Items listed in a dataset:
* * *
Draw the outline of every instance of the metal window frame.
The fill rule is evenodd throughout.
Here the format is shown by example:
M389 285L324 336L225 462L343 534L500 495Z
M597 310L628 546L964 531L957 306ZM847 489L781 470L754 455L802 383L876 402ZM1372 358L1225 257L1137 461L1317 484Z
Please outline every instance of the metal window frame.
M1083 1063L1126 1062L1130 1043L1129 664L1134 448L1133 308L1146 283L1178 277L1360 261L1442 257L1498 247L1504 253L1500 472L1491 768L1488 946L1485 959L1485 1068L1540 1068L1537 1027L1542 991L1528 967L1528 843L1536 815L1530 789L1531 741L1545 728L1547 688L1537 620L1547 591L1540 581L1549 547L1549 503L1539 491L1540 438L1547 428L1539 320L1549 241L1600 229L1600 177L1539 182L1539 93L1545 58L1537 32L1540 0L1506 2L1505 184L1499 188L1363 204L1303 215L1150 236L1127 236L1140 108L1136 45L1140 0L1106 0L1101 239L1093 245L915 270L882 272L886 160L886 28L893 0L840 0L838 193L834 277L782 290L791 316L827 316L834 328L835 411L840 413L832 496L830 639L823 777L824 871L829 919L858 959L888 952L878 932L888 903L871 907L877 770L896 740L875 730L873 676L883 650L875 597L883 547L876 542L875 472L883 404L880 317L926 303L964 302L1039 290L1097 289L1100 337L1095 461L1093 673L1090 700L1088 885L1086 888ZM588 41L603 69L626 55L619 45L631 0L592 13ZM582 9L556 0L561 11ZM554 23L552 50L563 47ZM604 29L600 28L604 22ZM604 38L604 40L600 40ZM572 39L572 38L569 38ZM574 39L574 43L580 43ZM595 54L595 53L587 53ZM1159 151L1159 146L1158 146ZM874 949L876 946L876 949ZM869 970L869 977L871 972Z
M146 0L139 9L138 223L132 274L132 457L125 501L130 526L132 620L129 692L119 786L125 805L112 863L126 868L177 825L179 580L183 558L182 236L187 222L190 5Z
* * *
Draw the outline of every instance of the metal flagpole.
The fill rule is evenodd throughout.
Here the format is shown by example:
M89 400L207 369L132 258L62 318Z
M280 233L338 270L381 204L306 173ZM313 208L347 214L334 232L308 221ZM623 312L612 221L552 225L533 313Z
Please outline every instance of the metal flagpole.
* * *
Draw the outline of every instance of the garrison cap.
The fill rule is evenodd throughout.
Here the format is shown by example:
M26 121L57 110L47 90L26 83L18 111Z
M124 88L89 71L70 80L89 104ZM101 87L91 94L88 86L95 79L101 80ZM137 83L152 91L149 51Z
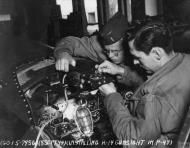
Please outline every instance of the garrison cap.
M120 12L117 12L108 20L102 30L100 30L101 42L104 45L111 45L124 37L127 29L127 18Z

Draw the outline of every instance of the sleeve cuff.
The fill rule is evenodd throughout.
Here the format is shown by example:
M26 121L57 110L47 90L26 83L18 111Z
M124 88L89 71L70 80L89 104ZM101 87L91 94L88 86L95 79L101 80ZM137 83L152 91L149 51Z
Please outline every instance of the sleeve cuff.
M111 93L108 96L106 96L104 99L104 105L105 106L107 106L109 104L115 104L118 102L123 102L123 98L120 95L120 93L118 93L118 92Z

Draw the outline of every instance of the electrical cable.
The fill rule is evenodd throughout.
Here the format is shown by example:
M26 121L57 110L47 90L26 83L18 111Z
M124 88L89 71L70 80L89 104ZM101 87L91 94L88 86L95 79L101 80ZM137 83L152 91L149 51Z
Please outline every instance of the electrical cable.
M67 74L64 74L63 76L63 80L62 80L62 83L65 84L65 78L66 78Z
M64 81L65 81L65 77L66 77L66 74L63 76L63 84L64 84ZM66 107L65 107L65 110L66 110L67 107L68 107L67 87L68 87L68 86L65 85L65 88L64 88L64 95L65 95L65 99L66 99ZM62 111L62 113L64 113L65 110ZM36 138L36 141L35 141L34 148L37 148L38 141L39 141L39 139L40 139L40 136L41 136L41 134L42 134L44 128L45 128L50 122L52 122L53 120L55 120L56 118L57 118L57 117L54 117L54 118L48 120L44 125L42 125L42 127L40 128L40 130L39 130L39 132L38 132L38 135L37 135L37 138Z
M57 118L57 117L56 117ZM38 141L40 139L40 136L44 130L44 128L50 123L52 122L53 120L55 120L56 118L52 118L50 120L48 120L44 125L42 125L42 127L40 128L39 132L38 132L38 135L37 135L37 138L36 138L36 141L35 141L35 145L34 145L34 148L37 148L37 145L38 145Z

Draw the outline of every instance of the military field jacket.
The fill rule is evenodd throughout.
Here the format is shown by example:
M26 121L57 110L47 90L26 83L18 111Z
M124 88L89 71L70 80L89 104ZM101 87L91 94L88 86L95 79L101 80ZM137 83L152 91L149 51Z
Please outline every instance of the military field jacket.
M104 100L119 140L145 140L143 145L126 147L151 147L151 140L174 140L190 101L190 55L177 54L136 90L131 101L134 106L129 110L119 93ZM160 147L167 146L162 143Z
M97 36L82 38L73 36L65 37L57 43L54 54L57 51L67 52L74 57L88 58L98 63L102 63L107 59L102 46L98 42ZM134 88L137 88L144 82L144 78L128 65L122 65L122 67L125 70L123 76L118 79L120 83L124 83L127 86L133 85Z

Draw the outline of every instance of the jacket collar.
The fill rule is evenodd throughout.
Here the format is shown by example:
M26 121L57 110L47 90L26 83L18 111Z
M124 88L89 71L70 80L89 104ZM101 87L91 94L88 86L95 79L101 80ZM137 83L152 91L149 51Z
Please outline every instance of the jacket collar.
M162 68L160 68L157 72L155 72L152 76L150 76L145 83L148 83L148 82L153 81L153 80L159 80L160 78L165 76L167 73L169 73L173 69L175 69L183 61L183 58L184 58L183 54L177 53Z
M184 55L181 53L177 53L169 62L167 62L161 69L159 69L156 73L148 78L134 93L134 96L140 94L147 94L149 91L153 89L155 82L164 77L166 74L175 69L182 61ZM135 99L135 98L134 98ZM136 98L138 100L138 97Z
* * *
What to do = Give back, exactly as written, the stretch from the line with "Draw the outline of every instance of the metal window" through the line with "M597 310L628 546L964", and no other lines from the records above.

Task output =
Draw the outline of every instance of the metal window frame.
The fill rule is evenodd throughout.
Here the format is shown by example:
M389 285L324 336L225 462L343 534L500 495Z
M597 310L628 546L964 531L957 306ZM847 489L781 470L754 455L802 383L876 402ZM1372 358L1225 257L1137 461L1317 484Z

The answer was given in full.